WORK INSTRUCTION - Find every line of the records that has "wing" and return it.

════════════════════

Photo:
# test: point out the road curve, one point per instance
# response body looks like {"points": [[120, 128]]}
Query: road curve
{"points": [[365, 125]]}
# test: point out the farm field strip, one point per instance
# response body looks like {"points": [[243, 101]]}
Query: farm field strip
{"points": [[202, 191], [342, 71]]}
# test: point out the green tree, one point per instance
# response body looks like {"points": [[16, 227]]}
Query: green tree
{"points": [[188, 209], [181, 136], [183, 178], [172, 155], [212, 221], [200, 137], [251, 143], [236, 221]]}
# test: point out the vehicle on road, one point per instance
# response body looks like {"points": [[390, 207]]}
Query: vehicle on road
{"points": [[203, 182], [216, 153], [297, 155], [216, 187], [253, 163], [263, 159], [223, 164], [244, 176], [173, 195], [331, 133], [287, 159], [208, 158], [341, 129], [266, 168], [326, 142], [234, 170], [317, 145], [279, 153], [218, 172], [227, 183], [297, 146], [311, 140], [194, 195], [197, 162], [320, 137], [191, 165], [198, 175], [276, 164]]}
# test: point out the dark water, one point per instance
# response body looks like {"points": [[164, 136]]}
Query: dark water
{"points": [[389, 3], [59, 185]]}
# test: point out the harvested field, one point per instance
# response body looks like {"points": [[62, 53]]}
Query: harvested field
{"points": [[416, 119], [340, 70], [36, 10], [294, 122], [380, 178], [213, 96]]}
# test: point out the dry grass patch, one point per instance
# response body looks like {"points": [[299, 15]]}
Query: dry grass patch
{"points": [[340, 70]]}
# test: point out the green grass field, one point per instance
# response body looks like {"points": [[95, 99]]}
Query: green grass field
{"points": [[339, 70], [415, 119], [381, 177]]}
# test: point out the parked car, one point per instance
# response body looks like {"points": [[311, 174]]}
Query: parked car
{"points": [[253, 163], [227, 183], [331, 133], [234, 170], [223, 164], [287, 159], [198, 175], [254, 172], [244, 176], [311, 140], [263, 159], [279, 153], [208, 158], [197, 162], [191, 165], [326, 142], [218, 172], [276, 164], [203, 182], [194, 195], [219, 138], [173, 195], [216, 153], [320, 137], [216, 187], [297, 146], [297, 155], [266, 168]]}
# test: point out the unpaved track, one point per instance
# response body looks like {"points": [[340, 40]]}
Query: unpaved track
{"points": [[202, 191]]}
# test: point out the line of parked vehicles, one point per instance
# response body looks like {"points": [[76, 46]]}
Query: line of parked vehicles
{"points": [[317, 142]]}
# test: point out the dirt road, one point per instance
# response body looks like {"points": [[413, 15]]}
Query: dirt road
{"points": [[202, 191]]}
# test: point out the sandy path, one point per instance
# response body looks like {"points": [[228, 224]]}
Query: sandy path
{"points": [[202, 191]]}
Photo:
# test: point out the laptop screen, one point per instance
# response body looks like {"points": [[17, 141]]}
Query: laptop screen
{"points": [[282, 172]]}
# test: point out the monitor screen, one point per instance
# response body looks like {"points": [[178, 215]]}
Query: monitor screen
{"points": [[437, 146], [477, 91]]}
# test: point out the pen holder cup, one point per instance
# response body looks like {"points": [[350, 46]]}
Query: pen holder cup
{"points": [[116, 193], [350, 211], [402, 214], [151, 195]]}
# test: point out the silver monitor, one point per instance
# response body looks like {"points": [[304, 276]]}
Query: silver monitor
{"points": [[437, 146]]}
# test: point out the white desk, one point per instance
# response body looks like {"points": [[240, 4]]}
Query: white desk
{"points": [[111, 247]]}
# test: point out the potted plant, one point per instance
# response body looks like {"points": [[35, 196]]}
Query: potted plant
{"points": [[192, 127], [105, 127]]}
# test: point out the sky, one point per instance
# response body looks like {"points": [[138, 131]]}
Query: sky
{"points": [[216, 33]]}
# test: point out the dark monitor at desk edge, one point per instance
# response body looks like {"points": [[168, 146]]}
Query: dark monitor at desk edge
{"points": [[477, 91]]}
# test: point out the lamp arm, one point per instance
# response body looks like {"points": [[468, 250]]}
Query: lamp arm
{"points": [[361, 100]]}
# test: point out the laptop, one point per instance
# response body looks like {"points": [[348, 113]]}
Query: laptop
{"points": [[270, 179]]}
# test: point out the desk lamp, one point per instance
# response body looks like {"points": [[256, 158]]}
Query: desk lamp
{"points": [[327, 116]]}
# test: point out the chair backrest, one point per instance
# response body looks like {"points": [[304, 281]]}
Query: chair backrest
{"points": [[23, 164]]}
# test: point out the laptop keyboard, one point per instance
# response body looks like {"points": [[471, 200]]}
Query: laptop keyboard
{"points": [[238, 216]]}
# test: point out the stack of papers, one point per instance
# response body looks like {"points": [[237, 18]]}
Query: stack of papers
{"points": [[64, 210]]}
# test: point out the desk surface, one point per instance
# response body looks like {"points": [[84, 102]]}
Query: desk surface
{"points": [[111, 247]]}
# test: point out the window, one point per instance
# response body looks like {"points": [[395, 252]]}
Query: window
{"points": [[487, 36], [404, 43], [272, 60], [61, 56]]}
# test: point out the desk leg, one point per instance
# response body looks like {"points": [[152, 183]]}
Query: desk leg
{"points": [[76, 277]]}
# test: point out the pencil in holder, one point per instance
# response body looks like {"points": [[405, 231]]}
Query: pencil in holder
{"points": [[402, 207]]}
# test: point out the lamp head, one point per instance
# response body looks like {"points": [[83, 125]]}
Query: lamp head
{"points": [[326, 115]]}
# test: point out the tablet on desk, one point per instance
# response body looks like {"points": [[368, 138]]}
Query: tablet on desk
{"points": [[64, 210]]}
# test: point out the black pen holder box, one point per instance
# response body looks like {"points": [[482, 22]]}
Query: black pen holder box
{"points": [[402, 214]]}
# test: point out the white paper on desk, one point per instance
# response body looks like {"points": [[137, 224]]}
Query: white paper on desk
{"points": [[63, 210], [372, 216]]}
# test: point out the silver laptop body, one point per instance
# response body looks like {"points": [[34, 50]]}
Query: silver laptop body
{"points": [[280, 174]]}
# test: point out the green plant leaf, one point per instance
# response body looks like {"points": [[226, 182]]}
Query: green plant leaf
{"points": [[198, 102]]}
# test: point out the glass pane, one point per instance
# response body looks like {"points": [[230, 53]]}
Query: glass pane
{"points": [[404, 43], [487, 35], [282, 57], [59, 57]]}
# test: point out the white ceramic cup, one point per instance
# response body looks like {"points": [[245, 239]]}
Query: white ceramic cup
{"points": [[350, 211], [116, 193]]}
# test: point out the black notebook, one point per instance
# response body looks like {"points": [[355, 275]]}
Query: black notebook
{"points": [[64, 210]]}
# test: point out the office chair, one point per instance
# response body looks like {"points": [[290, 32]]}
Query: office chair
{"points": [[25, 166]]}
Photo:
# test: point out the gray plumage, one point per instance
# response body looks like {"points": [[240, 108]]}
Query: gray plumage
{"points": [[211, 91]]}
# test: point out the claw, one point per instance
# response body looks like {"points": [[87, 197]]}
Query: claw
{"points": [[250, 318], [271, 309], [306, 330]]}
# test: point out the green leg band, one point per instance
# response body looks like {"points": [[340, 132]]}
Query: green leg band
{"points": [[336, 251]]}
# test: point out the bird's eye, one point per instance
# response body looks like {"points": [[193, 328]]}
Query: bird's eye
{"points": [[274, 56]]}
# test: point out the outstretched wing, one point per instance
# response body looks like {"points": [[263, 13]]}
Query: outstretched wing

════════════════════

EXERCISE RESULT -
# test: point out the outstretched wing, one point per instance
Query: outstretched wing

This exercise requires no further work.